━━ PASSAGE FOR REVIEW ━━

Those calling for ‘total war’ and a rules-free, morality-free annihilation of ‘the other’, implicitly think that total victory is possible, and that there need be no meaningful negotiation. They hold out the mirage of total domination of the land, an ability to enjoy it without needing to share it. This will never occur. Only a negotiated peace can work. If Hamas murdered every Jew in the holy land, they would not be the triumphant rulers of a thriving Jerusalem & Jaffa in which everyone accepted sharia law and thanked Hamas for their deliverance. The Jewish diaspora, and their allies, including majorities in many Christian countries, would not look on quietly. Nor would Ariel Kallner’s wished-for second Nakba bring anything other than more of the strife sown by the first Nakba. Hamas, Kallner, and their ilk, have been seduced by the Devil.

━━━
━━ DATASET EXTRACT ━━

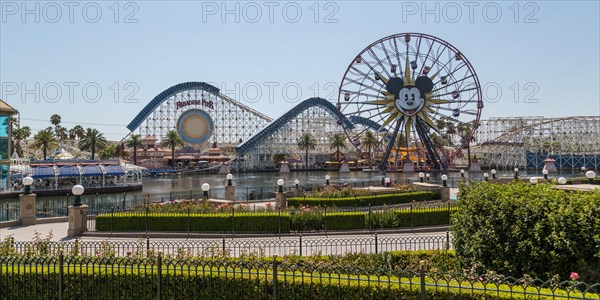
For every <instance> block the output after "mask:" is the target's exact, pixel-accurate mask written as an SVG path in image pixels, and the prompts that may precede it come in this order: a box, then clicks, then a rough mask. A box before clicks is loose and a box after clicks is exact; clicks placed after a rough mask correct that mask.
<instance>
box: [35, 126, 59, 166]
mask: <svg viewBox="0 0 600 300" xmlns="http://www.w3.org/2000/svg"><path fill="white" fill-rule="evenodd" d="M31 146H32V147H33V148H41V149H42V152H43V153H44V160H46V159H47V158H48V156H47V153H48V149H54V148H56V147H58V144H57V142H56V138H55V137H54V134H53V133H52V128H50V130H48V128H46V129H44V130H42V131H39V132H38V133H37V134H36V135H35V136H34V137H33V143H31Z"/></svg>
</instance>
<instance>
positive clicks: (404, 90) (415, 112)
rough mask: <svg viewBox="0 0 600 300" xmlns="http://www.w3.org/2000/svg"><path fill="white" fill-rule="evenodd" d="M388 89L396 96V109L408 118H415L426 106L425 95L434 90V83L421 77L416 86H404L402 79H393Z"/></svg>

━━━

Write out, word for word, the part of the passage on total war and negotiated peace starting with "Those calling for" and going on through "by the Devil.".

Those calling for ‘total war’ and a rules-free, morality-free annihilation of ‘the other’, implicitly think that total victory is possible, and that there need be no meaningful negotiation. They hold out the mirage of total domination of the land, an ability to enjoy it without needing to share it. This will never occur. Only a negotiated peace can work. If Hamas murdered every Jew in the holy land, they would not be the triumphant rulers of a thriving Jerusalem & Jaffa in which everyone accepted sharia law and thanked Hamas for their deliverance. The Jewish diaspora, and their allies, including majorities in many Christian countries, would not look on quietly. Nor would Ariel Kallner’s wished-for second Nakba bring anything other than more of the strife sown by the first Nakba. Hamas, Kallner, and their ilk, have been seduced by the Devil.